Work item
The lines to copy are those holding the string "short" in the entries below.

===== Dataset records =====

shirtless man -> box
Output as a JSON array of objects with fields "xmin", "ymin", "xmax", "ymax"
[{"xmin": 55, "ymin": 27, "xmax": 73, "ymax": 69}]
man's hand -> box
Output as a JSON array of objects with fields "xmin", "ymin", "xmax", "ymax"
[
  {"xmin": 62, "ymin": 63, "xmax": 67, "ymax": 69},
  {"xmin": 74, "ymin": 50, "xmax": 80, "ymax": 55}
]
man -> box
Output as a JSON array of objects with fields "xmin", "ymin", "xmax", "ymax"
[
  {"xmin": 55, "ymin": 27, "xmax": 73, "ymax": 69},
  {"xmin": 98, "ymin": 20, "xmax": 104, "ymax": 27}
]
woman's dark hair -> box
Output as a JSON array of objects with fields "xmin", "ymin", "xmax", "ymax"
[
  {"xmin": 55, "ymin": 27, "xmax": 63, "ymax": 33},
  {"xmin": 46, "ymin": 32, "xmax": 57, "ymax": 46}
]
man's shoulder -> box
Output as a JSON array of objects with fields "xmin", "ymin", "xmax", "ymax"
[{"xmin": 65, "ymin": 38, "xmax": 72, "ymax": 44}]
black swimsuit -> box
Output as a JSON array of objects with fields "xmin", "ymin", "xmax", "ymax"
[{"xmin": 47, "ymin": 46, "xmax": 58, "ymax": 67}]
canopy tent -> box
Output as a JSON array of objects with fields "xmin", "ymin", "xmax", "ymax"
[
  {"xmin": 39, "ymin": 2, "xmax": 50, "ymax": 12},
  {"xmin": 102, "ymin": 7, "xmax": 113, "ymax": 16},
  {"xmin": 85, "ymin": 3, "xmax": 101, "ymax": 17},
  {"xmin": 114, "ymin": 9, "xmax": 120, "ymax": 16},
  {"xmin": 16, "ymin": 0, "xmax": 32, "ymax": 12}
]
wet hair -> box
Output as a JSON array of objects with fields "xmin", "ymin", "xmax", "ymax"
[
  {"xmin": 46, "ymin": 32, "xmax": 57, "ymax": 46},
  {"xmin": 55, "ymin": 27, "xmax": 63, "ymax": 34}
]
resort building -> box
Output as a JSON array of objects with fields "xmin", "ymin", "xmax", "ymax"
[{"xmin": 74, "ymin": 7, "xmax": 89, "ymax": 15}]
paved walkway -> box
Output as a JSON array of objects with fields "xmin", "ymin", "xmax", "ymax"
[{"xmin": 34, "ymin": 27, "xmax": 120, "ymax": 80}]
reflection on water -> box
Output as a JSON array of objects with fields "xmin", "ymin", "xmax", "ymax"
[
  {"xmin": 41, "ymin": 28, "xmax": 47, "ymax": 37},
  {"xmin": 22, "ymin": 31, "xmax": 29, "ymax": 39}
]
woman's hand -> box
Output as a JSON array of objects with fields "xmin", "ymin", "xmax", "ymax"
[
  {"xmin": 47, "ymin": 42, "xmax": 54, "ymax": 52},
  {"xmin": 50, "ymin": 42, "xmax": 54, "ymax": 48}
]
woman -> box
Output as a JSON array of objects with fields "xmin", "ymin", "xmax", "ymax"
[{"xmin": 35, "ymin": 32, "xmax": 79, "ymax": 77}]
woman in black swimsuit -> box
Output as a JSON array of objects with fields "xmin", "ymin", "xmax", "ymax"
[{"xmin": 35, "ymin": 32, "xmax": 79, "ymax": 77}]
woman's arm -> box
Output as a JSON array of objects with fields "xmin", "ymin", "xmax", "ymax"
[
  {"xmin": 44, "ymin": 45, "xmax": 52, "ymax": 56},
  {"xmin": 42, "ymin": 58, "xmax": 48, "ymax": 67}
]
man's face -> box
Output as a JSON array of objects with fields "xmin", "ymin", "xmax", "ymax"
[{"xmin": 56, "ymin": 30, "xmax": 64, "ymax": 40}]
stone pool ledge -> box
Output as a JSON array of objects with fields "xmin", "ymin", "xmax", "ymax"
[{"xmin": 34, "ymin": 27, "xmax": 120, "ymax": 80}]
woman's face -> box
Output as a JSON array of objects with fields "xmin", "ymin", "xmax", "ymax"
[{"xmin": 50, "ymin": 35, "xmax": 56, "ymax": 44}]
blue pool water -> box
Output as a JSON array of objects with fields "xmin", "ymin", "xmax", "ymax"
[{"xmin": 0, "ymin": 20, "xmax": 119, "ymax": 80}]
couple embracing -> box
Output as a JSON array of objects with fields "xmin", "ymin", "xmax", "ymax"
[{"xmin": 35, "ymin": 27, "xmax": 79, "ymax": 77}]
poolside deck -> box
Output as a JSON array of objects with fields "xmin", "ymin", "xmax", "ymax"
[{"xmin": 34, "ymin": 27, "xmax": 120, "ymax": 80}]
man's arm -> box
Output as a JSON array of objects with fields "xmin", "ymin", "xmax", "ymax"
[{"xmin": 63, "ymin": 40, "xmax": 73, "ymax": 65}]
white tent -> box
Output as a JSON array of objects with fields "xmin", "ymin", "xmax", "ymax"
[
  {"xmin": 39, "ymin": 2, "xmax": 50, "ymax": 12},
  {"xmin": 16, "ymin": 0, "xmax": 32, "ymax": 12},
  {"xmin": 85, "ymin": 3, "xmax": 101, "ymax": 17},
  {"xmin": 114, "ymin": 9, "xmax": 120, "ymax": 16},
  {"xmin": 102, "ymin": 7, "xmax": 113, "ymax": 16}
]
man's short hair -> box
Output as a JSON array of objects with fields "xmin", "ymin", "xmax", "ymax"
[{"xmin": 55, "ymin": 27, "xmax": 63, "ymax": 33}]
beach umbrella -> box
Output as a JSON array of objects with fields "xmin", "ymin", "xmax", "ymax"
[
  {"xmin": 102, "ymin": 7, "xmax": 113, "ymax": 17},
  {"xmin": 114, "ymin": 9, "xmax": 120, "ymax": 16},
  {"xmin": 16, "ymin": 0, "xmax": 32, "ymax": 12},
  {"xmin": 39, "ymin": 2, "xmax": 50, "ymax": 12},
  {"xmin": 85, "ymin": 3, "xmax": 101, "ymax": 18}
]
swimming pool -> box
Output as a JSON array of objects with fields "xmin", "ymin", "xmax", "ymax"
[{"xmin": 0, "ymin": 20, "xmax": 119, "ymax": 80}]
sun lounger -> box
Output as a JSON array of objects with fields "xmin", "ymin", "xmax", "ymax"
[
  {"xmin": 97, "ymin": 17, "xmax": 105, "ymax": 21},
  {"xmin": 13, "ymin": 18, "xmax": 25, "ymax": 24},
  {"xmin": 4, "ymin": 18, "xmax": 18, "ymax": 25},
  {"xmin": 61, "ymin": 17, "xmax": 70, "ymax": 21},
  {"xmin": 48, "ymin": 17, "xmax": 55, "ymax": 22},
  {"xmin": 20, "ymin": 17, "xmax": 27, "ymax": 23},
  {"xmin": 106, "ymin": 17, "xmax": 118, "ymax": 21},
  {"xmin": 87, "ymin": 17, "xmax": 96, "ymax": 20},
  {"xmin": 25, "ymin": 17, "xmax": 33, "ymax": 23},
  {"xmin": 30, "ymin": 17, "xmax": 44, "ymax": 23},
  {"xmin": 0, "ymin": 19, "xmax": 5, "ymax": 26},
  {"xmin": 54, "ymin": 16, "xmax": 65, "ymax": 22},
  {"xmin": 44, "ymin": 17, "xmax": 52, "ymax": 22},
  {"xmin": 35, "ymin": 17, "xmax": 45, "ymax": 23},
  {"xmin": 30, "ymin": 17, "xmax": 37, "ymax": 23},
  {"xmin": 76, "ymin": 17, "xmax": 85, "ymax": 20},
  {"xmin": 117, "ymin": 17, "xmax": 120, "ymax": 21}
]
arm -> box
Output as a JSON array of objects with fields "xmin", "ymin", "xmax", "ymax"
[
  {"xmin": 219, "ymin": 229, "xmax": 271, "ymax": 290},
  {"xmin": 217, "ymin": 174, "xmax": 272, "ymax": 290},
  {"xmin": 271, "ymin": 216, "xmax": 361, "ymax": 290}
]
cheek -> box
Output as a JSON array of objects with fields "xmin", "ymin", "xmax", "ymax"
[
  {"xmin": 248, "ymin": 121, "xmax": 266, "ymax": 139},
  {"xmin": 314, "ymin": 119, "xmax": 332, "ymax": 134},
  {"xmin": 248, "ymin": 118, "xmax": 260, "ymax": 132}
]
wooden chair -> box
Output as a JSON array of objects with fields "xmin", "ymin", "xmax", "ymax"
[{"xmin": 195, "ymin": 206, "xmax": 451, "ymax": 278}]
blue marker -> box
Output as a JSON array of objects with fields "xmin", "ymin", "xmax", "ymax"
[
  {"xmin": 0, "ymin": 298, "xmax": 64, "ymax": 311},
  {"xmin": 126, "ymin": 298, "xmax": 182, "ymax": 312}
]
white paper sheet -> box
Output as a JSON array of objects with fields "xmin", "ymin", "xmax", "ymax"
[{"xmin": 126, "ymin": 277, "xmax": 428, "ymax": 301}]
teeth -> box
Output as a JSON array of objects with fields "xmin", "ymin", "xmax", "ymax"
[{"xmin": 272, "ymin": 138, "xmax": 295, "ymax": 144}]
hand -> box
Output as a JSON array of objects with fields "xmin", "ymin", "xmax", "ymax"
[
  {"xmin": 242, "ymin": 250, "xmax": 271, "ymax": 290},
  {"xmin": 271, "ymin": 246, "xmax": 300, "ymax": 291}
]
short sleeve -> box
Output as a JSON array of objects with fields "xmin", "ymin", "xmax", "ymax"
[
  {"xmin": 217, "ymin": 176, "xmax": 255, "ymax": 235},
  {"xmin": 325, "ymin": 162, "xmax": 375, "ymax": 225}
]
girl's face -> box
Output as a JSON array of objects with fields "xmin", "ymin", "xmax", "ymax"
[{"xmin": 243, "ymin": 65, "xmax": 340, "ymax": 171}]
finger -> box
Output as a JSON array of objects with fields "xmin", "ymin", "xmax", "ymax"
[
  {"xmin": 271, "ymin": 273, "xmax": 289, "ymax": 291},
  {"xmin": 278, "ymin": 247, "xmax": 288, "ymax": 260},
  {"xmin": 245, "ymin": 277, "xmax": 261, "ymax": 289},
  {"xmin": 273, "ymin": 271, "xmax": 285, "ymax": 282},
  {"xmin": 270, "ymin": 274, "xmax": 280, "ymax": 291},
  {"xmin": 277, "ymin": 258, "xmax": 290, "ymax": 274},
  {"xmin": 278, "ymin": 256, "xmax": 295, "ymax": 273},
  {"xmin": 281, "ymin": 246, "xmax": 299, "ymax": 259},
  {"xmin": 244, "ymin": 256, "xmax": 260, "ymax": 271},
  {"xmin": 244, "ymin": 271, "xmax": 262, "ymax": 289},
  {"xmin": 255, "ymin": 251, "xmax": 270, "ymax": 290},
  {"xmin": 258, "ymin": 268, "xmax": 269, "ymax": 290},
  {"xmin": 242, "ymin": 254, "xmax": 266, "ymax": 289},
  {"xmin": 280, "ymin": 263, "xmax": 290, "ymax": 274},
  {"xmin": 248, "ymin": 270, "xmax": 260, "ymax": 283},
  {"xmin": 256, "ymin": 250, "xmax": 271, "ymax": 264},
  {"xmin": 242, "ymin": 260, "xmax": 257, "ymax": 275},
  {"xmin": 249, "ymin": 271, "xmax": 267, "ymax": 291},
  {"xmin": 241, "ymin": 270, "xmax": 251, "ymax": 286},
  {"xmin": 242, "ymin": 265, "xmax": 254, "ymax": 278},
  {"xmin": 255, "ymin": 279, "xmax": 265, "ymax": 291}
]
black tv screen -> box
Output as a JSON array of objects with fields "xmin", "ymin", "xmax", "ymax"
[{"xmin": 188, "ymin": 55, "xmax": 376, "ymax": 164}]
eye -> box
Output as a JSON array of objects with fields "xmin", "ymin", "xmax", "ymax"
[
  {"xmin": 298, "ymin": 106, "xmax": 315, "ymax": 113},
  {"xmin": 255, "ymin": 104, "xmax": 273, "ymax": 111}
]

=====

Exercise response
man's short hair -> box
short sleeve -> box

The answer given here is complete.